- _EXCERPTED TEXT_
■ ■ ■ ■ ■ ■ ■
She made the grapes disappear! ALL OF THEM!!!
Microwaved placenta is very unpleasant.
I knew I had to get an abortion when his toddler sister came up to hug my leg and I kicked her off saying, "Get off, fucker."
hey remember that time we got really drunk, you tried to find narnia in my refrigerator and passed out in the freezer drawer??
no.
birthday sex, birthday sex, birthday sex
I'm on my period, period, period
His dick was poking my bladder. That big...
By the end of the night i was making legitimate noises not just saying moo.
I just made my roommate a 'Hope you don't have chlamydia' cake.
Make one for john too.
I'm having Vietnam flashbacks. This Kid I hooked up with is speaking in class and I keep experiencing the terror.
We got a kitchen table so we would eat together more. So far we've played drunken monopoly and had sex on it.
■ ■ ■ ■ ■ ■ ■
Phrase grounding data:
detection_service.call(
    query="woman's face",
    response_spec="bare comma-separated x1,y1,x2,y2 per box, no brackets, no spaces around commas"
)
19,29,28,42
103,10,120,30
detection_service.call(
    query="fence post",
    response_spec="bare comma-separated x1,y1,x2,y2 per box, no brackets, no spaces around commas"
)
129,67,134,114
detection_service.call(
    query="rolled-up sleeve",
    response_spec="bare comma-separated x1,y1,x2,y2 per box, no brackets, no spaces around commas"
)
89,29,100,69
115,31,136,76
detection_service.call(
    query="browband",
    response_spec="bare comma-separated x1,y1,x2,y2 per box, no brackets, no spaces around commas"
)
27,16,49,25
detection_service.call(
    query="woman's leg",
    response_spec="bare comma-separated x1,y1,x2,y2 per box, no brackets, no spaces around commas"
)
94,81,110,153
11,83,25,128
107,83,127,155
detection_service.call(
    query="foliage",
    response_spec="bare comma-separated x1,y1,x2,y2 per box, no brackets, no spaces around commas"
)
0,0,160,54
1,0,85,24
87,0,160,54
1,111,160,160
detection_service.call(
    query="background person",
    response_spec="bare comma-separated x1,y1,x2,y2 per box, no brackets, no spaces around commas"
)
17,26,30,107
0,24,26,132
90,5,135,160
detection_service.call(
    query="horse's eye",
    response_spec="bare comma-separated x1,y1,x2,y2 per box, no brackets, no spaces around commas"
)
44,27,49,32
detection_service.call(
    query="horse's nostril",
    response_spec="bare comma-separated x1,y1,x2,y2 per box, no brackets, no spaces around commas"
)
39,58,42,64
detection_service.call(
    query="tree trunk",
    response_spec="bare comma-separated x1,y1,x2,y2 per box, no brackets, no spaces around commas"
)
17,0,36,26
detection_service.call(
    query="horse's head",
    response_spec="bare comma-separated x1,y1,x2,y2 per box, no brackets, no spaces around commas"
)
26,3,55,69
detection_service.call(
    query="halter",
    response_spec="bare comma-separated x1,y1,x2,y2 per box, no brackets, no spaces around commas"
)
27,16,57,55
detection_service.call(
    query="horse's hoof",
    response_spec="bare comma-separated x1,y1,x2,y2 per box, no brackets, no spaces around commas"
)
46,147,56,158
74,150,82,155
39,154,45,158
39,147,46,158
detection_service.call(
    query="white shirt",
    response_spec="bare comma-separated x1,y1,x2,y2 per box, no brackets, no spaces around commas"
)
■ ■ ■ ■ ■ ■ ■
- _INSTRUCTIONS_
• A. In the message collection, what kind of cake did the writer make for the roommate?
• B. Name every piece of kitchen furniture or appliance that the message collection mentions.
• C. Carry on the message collection with a few more entries in the same style.
The listing comes from a separate source and is unrelated to the message collection.

- _ANSWERS PROVIDED_
• A. A 'Hope you don't have chlamydia' cake.

• B. Refrigerator, freezer drawer, kitchen table

• C.
You're like a human soul vacuum cleaner.
I bought the restaurant a boat airhorn to wake up sleeping employees.
I love you
A guy I hooked up with YEARS ago just endorsed me on LinkedIn for "customer service".
I'm sitting on the couch playing the sims, how's ur night going?
I'm sitting on my floor, drinking wine, and listening to bette midlers "wind beneath my wings"
Why are our lives so predictable?
St. Patty's shenanigans tmrw? I wanna meet dudes lol. Why stop at coronavirus when you can get the clap, too?